__Problem statement__. Exactly the lines from the one containing "mark every open" through the end of the data below are to be reproduced, and nothing besides them.

·····

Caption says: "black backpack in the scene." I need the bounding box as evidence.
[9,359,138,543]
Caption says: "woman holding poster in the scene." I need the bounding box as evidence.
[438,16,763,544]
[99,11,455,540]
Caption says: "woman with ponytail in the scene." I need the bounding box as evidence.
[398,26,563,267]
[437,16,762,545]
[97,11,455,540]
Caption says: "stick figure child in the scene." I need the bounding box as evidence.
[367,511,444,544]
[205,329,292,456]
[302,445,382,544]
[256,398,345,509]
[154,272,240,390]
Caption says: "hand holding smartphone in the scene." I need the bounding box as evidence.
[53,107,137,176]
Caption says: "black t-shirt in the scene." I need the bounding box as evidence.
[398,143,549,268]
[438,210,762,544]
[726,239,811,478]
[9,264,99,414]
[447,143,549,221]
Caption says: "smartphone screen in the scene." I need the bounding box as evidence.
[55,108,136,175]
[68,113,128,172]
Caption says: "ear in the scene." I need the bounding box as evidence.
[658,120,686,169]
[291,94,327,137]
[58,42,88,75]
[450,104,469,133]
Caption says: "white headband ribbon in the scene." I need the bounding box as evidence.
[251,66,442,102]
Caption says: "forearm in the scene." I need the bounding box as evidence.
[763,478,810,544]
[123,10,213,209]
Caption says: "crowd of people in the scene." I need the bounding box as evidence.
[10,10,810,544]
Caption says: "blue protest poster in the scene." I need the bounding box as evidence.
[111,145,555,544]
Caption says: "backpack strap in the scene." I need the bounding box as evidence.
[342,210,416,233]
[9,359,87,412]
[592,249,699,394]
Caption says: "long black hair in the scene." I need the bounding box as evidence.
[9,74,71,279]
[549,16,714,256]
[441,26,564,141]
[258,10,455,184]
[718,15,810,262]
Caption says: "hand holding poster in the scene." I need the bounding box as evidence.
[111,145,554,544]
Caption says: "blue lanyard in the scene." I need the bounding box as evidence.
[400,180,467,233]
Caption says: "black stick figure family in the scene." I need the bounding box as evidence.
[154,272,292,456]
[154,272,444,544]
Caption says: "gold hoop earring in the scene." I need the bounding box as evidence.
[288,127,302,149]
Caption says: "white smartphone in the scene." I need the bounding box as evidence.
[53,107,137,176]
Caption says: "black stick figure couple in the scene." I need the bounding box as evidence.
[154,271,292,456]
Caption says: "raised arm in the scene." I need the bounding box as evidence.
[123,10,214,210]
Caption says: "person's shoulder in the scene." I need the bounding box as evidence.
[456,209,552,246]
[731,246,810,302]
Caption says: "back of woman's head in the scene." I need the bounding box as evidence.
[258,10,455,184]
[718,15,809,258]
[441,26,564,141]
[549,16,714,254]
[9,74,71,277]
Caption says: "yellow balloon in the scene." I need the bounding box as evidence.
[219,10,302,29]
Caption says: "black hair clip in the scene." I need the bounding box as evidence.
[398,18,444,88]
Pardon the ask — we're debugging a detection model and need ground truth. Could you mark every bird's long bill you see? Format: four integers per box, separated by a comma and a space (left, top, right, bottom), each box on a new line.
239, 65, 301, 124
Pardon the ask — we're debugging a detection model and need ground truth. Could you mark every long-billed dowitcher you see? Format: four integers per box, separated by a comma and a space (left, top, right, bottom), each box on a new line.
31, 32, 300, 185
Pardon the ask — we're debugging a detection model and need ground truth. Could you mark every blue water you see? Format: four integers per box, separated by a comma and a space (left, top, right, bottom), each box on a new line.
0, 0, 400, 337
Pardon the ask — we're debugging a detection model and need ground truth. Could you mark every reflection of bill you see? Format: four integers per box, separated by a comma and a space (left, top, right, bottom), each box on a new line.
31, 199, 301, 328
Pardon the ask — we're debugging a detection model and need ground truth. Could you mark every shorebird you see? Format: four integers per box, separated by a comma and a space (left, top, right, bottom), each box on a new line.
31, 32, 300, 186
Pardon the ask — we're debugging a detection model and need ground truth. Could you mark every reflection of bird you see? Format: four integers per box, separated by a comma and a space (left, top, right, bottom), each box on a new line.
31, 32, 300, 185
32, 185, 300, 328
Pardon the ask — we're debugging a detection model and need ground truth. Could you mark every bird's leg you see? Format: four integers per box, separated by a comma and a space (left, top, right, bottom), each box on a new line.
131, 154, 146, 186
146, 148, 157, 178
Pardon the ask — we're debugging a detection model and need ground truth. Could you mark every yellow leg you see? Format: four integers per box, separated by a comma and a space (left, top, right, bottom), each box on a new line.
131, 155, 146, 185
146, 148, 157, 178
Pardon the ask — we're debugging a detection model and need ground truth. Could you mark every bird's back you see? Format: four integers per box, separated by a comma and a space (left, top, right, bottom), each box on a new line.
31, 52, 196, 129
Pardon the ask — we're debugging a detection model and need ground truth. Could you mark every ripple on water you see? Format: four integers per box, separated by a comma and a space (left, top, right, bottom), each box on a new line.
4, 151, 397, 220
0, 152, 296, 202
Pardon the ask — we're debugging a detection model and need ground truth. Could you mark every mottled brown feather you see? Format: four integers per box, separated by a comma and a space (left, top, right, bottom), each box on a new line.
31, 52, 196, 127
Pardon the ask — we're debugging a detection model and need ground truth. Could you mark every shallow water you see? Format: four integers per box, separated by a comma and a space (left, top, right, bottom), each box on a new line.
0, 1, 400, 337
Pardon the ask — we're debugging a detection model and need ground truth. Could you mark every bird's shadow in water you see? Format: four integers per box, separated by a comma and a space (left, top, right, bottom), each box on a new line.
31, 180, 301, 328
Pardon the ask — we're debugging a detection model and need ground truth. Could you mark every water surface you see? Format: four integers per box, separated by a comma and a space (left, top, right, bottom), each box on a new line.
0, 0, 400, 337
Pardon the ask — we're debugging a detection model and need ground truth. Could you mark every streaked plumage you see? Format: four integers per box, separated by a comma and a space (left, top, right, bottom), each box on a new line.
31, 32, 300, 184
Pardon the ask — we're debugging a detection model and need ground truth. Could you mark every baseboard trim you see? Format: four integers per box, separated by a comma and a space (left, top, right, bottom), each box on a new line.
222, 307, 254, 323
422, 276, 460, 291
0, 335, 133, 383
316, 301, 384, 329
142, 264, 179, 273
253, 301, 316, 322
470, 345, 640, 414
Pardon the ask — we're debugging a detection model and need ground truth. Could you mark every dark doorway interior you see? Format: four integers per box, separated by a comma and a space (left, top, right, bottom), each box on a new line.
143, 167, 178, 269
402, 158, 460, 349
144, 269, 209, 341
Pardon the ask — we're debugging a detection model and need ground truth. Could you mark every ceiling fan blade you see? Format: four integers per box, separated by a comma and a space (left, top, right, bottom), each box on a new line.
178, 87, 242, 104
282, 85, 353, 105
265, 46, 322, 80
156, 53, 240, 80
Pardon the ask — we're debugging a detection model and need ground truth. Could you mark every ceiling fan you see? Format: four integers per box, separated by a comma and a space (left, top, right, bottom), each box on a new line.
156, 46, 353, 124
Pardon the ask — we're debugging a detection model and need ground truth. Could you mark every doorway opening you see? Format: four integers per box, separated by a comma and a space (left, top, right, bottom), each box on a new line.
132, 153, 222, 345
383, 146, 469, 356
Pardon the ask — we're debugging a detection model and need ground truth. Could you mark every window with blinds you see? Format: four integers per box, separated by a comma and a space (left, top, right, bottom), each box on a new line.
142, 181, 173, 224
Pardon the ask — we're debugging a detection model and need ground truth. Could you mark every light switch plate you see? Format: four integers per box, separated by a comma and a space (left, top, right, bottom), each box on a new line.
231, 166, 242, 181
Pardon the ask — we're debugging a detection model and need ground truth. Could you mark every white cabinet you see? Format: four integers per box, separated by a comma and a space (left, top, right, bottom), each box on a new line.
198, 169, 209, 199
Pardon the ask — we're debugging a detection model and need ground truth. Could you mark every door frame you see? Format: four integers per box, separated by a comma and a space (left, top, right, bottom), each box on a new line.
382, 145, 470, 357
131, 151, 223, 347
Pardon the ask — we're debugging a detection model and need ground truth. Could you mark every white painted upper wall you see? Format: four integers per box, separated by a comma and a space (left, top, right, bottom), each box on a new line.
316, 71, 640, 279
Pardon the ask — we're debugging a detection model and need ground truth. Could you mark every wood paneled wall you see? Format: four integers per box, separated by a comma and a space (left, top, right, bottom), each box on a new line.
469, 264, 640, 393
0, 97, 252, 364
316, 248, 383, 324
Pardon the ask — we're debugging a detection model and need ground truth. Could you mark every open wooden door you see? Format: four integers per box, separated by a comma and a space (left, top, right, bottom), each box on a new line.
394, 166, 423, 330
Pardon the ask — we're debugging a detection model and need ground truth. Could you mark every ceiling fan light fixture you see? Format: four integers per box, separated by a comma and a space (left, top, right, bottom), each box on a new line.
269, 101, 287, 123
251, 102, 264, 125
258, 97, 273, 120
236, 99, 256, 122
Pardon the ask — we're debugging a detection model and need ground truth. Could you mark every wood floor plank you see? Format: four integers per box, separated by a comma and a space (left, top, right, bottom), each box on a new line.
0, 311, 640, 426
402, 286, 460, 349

·····

__Exercise response__.
Pardon the ask — we're debugging a detection model and need ground truth. Could you mark every open wooden door you see? Format: four integers per box, separated by a comma and a space (left, top, right, bottom), each box on a new line.
394, 166, 423, 330
Pardon the ask — we're debugging a detection model and need ground truth. Could you mark every ceiling fan light fixture you see? Format: four integers per box, separated by a comma and a space (left, top, right, bottom), each box on a new line.
269, 101, 287, 123
251, 102, 264, 125
258, 97, 273, 120
236, 99, 256, 122
Pardon the ask — we're debugging a detection model and need ground truth. Could you mark every wood floor plank you see? Format: four integers per box, separated by a comma and a space (left, top, right, bottom), each box on a new line.
0, 311, 640, 426
402, 286, 460, 349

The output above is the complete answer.